Texte:
::::::::::

Les deux élèves ont donc entre les mains l’Introït et le Kyrie, entièrement de la main de Mozart, et une ébauche (voix et indications) pour chacun des autres mouvements. Le Dies Irae, le Tuba Mirum, le Rex Tremendae, le Recordare et le Confutatis sont largement de la main de Mozart, les indications ayant été suffisantes pour compléter les pièces. Le bien-aimé Lacrimosa n’est cependant qu’à peine esquissé. La veille de sa mort, le 4 décembre, il semblerait que Mozart ait organisé une première répétition : à son chevet, 3 chanteurs. Ils se seraient interrompus au Lacrimosa, dont huit mesures avaient été tracées sur le papier. Sentant ses forces le quitter, Mozart aurait confié oralement à Sussmayr les informations nécessaires pour finir la composition. C’est celui-ci encore, l’élève le plus inspiré de Mozart, qui compose les parties les plus lacunaires : le Sanctus, le Benedictus et l’Agnus Dei, en s’inspirant des thèmes tirés du Requiem ou d’œuvres de jeunesse.
De cela, il faut retenir que le Requiem est bien de Mozart, qui en aurait confié la trame et les instructions à ses élèves les plus fidèles qui, tout pétris de son esthétique, se sont employés à remplir les parties manquantes.
Grand-messe en ut mineur
Phil RW :
Ma version CD : Herbert VK/Philh. Berlin, avec Barbara Hendricks, 1982.
La flûte enchantée
Phil RW :
Ma version CD : Karajan/Berliner Philh., Karin Ott.
Don Giovanni
Phil RW :
Ma version CD : Carlo Maria Giulini, Phil Orchestra et Choris, Sutherland, Schwarzkopf, etc., 1961-87.
Cosi fan tutte
Noces de Figaro
Phil RW :
Ma version CD : Opera Collection, Nikolaus Harnoucourt, 1994-96.
Jean-Pierre LEGRAND :
L’œuvre de Mozart est foisonnante et touche à quasi tous les domaines. Mais, à mes yeux, c’est dans l’opéra qu’il s’est le mieux exprimé.

::::::::::

Matériel fourni:
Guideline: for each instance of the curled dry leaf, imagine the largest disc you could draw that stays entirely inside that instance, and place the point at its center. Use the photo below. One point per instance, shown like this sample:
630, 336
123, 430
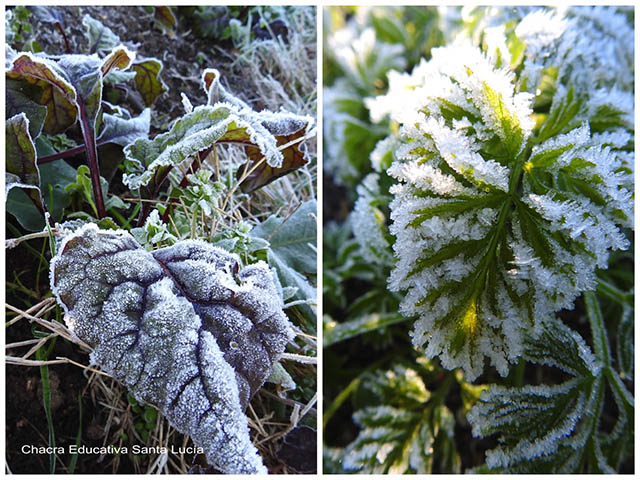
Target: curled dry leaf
184, 328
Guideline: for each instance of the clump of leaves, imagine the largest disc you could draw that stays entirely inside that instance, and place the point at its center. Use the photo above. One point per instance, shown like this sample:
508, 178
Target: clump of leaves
511, 190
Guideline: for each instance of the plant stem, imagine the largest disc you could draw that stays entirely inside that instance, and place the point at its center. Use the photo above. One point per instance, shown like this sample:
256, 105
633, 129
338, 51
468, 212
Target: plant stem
57, 156
88, 135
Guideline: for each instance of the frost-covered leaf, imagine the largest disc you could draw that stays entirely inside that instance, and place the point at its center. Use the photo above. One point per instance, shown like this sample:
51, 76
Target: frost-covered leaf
17, 102
124, 130
339, 332
495, 229
289, 132
399, 436
20, 156
183, 327
70, 85
554, 428
292, 252
625, 345
147, 79
293, 156
150, 160
369, 223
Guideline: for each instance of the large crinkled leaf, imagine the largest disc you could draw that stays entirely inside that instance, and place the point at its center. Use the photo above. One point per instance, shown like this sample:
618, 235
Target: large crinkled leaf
20, 156
555, 428
147, 79
184, 328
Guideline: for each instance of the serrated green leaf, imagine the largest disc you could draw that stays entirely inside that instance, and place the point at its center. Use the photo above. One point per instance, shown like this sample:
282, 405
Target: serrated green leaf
552, 428
399, 436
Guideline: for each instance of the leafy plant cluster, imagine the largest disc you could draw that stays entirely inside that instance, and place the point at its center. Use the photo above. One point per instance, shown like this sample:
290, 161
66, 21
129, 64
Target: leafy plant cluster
493, 210
78, 152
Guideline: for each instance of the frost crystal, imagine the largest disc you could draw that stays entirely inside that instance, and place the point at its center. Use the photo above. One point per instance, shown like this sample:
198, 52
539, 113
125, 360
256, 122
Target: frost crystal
369, 223
498, 224
181, 327
550, 428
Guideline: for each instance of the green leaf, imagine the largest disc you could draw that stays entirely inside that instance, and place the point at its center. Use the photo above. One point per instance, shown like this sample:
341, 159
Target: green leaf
399, 435
293, 155
339, 332
293, 239
17, 102
22, 208
20, 155
510, 131
56, 93
147, 79
292, 254
70, 85
147, 161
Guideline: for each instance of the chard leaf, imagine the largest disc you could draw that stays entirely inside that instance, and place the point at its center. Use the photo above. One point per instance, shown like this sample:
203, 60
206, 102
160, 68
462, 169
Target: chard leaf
17, 102
124, 131
147, 79
56, 93
20, 155
183, 327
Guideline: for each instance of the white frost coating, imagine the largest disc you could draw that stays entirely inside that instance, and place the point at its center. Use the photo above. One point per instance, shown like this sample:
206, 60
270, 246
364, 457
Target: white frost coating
456, 205
392, 433
558, 418
369, 223
208, 124
182, 327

::::::::::

Objectif de l'exercice: Dans le texte sur le Requiem, reformulez sous forme de liste le paragraphe qui commence par « Les deux élèves ont donc entre les mains », en gardant ses faits essentiels. Les lignes fournies ne sont pas utiles pour cet exercice.

Solution:
- Les deux élèves disposent de l'Introït et du Kyrie, entièrement écrits par Mozart, ainsi que d'une ébauche (voix et indications) pour chacun des autres mouvements.
- Le Dies Irae, le Tuba Mirum, le Rex Tremendae, le Recordare et le Confutatis sont largement de la main de Mozart, car ses indications ont suffi pour les compléter.
- Le Lacrimosa n'est qu'à peine esquissé.
- Le 4 décembre, veille de sa mort, Mozart aurait organisé une première répétition avec trois chanteurs à son chevet. Ils se seraient interrompus au Lacrimosa, dont huit mesures étaient écrites.
- Sentant ses forces le quitter, Mozart aurait transmis oralement à Sussmayr les informations nécessaires pour achever la composition.
- Sussmayr, son élève le plus inspiré, compose les parties les plus lacunaires : le Sanctus, le Benedictus et l'Agnus Dei. Il s'inspire de thèmes tirés du Requiem ou d'œuvres de jeunesse.